What to produce:
The records below need retyping in full; give them again exactly.

==================================================

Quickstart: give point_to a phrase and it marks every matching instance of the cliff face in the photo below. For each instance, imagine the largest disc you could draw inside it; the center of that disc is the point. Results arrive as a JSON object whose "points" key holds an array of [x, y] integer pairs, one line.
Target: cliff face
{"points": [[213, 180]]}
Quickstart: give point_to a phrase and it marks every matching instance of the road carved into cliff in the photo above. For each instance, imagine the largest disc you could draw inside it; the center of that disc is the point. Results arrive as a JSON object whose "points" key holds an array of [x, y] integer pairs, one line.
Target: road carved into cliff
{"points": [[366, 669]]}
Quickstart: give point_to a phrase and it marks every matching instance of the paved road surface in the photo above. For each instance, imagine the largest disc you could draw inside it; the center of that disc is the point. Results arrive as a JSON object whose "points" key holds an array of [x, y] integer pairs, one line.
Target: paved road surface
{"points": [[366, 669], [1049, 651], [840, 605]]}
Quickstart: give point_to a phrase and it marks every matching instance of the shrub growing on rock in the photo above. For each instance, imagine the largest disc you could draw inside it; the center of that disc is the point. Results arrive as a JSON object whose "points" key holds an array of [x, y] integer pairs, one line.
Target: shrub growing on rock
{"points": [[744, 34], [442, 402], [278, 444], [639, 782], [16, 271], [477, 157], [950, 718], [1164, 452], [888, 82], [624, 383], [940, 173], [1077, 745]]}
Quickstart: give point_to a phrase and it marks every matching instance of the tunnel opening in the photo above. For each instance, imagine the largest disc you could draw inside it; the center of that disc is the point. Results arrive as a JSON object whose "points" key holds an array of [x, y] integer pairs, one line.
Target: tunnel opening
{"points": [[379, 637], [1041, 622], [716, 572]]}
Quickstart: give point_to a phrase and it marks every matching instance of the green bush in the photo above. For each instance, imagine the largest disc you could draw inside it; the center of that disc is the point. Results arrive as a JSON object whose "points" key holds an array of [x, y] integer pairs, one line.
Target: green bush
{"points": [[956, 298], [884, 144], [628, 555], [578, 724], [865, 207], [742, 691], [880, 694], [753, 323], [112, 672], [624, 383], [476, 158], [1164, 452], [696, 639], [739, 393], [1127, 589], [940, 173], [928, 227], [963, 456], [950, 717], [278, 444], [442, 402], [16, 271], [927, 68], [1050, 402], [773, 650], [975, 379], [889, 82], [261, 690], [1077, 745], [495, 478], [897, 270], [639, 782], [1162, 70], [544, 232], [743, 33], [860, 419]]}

==================================================

The response:
Quickstart: give point_to a phrase and it marks every matching instance of the cliff face in the photo below. For each instance, imagine the largest disc you could draw inside it; the center of that disc is the point. Results arrive as a JSON object whose "points" key holds an array of [x, y] integer pairs, one line.
Target: cliff face
{"points": [[213, 180]]}
Quickstart: give point_to a phrase and it marks every matching instance of the road carved into cliff in the photo above. For each instance, imagine the largest disc you could draw inside it; the center of that disc is the point. Results arrive as a JSON object whose "points" key holds an array of [x, y] integer pairs, one line.
Target: road carved into cliff
{"points": [[366, 669]]}
Quickstart: give point_to a phrase and it marks every matching instance of the paved road surface in the photo above. For each instance, imagine the largest disc you could draw inside it; the center of that disc is the point. Results arrive as a JSON object whose "points" key holds an array of [x, y] integer pairs, one line.
Target: paved road surface
{"points": [[366, 669], [1049, 651], [840, 605]]}
Quickstart: give point_to a phrase and it marks every matching instance of the shrub growing on rock in the photo above. For each instance, imagine the largest disc you could draw inside it; the center of that disc is the point. Results arrive as a JSON object whose "points" key holds an array of [x, y] integer pairs, one line.
Target: shrub growing on rock
{"points": [[744, 34], [442, 402], [278, 444], [639, 782], [16, 271], [477, 157], [950, 718], [1164, 452], [888, 82], [624, 383], [940, 173], [1077, 745]]}
Quickstart: give point_to a phrase and it marks every matching instance of the tunnel opening in the photo above. For each instance, imagine the largest disc you could draw inside it; the center of that disc is the point. Results arrive as a JSON object whose "points" key holds an array of [x, y] integer pairs, one line.
Target: tunnel opening
{"points": [[379, 637], [1041, 622], [716, 572]]}
Quickstart: give point_to a phrase and it marks every matching instance of the green bush in the photo above. For each instance, imagine the largest disc you could draw inside it; the center of that disc is the point. Results arrive as a JSON object whose "points" key holds an array of [x, y] integer pairs, one line.
Target: green bush
{"points": [[956, 298], [884, 144], [628, 555], [578, 724], [865, 207], [742, 691], [880, 694], [753, 323], [112, 672], [624, 383], [476, 158], [1164, 452], [696, 639], [739, 393], [1127, 589], [940, 173], [928, 227], [963, 456], [950, 717], [278, 444], [442, 402], [16, 271], [927, 68], [1050, 402], [773, 650], [975, 379], [889, 82], [261, 690], [1077, 745], [495, 478], [897, 270], [639, 782], [1162, 70], [544, 232], [743, 33], [860, 419]]}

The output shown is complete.